What you have to do: Please give the number of lines that hold the string "Ground" in the listing, without any other words.
___
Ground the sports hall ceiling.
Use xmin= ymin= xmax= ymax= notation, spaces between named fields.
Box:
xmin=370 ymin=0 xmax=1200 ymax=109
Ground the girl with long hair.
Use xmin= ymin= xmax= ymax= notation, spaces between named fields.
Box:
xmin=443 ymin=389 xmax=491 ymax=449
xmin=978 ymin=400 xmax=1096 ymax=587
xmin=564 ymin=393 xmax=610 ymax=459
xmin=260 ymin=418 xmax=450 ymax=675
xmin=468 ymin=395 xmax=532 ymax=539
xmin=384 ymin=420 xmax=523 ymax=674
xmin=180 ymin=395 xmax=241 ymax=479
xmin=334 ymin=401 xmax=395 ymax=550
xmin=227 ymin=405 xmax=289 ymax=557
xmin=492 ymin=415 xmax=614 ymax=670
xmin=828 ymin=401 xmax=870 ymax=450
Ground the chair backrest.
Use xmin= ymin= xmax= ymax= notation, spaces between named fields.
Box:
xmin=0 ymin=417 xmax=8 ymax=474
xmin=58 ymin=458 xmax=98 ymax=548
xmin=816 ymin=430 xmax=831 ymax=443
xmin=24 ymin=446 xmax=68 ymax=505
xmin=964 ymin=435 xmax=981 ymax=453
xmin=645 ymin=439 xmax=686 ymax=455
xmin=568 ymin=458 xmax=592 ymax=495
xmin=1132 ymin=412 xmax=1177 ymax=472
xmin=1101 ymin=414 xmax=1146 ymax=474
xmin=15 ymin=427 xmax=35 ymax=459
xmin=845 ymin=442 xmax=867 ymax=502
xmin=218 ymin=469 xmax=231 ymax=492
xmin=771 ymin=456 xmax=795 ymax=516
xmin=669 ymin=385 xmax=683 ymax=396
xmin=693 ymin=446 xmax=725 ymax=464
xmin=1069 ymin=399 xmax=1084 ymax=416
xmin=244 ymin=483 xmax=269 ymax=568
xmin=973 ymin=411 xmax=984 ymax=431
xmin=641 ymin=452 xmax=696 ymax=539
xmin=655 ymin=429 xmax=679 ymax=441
___
Exercise output: 3